[START PASSAGE SHOWN]

Most recently, as the Vice-Chair of United Mercer Interfaith Organization (UMIO) and a founding member of Trenton Mayor Eric E. Jackson’s Latino Advisory Council, I was asked to help organize a Trenton Unity Rally in response to all the recent executive orders that are negatively impacting Muslims, immigrants, refugees, and may eventually affect the LBGTQ-plus community. I was deeply encouraged when every colleague and musician that I invited didn’t hesitate to say “¡Si!” / “Yes!” to participating. Over 250 attended even though the Unity Rally was organized in less than a week! Together we represented Muslims, rabbis and grandsons of Holocaust survivors, Sikhs, the LGBTQ-plus community, and Christians of various denominations. I truly must confess that I was very prideful of all the Presbyterian members representing Nassau, Ewing, Lawrenceville, Flemington, Dutch Neck, Slackwood, and Westminster congregations. I believe that this Unity Rally is only the beginning of many ways that the PCUSA can respond to God’s call to a prophetic and compassionate. Ministry.
As a board member of the Latin American Legal Defense and Education Fund (LALDEF), Nassau’s 10-year plus partner, I invited our new Executive Director Adriana Abizadeh to prepare a statement that included immigrants’ stories. Ruling Elder Bill Wakefield is a founding member of the board, and I have been serving on the board for over 3 years. LALDEF adopted its organizational mission to defend the rights of the Latin American community, facilitate its access to health care and education, and advance cross-cultural understanding within the Mercer County region. LALDEF provides legal services, youth mentoring, and adult education among other services to the immigrant community of Mercer County. Nassau provided LALDEF with office space until we moved our offices to the Chambersburg neighborhood of Trenton over two years ago. Please read below Adriana’s statement which she shared at the Trenton Unity Rally.

[END PASSAGE SHOWN]
[START GIVEN ENTRIES]

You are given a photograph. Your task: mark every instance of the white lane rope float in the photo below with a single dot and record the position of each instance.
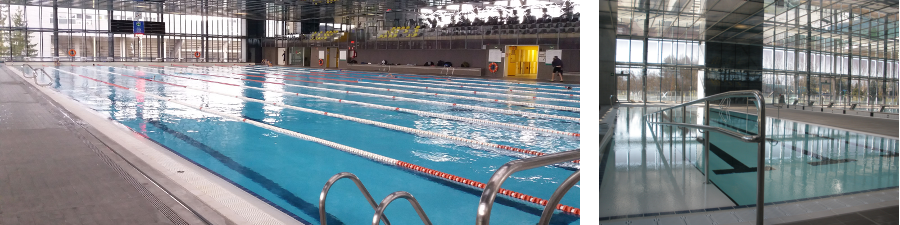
(510, 89)
(477, 92)
(487, 83)
(480, 108)
(383, 107)
(358, 120)
(529, 104)
(358, 152)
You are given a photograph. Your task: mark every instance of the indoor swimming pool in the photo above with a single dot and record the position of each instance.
(654, 170)
(381, 127)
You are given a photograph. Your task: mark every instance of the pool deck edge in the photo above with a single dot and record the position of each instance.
(182, 178)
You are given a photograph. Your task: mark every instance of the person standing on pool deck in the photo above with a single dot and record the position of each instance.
(557, 68)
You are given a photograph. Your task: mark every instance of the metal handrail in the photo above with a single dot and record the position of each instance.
(493, 185)
(557, 196)
(35, 75)
(379, 211)
(362, 188)
(46, 75)
(759, 139)
(32, 69)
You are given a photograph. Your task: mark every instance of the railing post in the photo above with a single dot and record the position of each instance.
(706, 143)
(760, 161)
(683, 120)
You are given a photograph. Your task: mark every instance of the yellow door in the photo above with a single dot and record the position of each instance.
(523, 61)
(512, 62)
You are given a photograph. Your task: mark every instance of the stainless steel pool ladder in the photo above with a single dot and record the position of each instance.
(759, 138)
(34, 73)
(492, 187)
(379, 208)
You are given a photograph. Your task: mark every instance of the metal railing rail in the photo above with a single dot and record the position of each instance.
(573, 179)
(759, 138)
(362, 188)
(32, 69)
(557, 196)
(35, 75)
(379, 211)
(492, 187)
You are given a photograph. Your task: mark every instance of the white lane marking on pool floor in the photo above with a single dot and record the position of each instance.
(230, 203)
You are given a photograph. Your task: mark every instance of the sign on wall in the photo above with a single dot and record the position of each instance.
(494, 55)
(138, 27)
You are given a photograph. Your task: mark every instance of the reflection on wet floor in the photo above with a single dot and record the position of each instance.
(657, 169)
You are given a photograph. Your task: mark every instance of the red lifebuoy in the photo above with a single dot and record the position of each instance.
(493, 67)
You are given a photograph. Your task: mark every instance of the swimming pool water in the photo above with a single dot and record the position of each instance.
(804, 161)
(289, 173)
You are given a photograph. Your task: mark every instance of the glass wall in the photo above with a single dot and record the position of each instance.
(30, 33)
(815, 52)
(673, 69)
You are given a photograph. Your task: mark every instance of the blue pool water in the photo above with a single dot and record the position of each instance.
(806, 160)
(803, 160)
(289, 173)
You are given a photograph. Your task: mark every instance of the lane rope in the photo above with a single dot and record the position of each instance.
(359, 120)
(489, 93)
(497, 83)
(355, 151)
(391, 108)
(536, 105)
(481, 108)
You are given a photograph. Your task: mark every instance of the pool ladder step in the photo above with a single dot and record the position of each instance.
(379, 209)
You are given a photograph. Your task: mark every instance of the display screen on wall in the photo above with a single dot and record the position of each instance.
(127, 27)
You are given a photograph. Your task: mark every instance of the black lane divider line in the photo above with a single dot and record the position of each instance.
(737, 165)
(521, 206)
(889, 153)
(310, 209)
(824, 160)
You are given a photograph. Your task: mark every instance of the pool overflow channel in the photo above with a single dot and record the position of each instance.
(490, 190)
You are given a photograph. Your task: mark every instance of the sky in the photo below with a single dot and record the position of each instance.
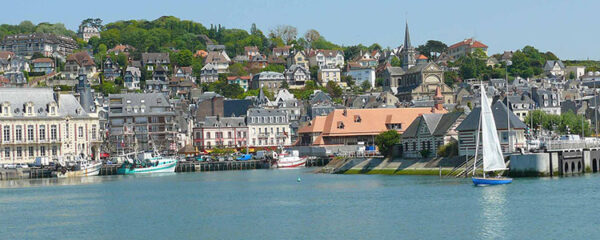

[END GIVEN ENTRIES]

__GOAL OF THE EXERCISE__
According to the passage about the Trenton Unity Rally, how many people attended the rally?

__THE REPLY__
Over 250